*** RECORD SET ***

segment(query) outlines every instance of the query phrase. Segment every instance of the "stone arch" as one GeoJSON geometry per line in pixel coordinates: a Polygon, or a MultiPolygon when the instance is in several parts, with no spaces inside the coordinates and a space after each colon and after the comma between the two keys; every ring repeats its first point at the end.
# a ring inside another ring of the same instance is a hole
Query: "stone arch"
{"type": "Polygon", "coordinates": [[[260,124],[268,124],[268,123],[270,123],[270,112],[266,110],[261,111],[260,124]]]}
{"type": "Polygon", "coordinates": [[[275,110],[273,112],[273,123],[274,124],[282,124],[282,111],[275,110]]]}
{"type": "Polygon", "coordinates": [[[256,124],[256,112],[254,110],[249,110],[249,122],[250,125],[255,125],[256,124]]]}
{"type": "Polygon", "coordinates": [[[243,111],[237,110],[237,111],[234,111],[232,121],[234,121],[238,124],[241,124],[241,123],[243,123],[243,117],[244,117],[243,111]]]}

***

THE EXERCISE :: Please reproduce every line of the material word for word.

IN RESPONSE ::
segment(query) outlines every instance of the query phrase. Segment every instance of the "stone arch" as one GeoJSON geometry per line in pixel coordinates: a Polygon, or a MultiPolygon when the instance is in several parts, with no spaces inside the coordinates and a space after each colon and after the comma between the two keys; every ring repeats its first point at the end.
# a ring inside another ring of the same instance is a hole
Query: "stone arch"
{"type": "Polygon", "coordinates": [[[260,124],[268,124],[268,123],[270,123],[270,112],[266,110],[261,111],[260,124]]]}
{"type": "Polygon", "coordinates": [[[275,110],[273,112],[273,123],[274,124],[282,124],[282,111],[275,110]]]}
{"type": "Polygon", "coordinates": [[[256,124],[256,112],[254,110],[249,110],[249,122],[250,125],[255,125],[256,124]]]}
{"type": "Polygon", "coordinates": [[[243,111],[237,110],[237,111],[234,111],[232,121],[234,121],[238,124],[241,124],[241,123],[243,123],[243,117],[244,117],[243,111]]]}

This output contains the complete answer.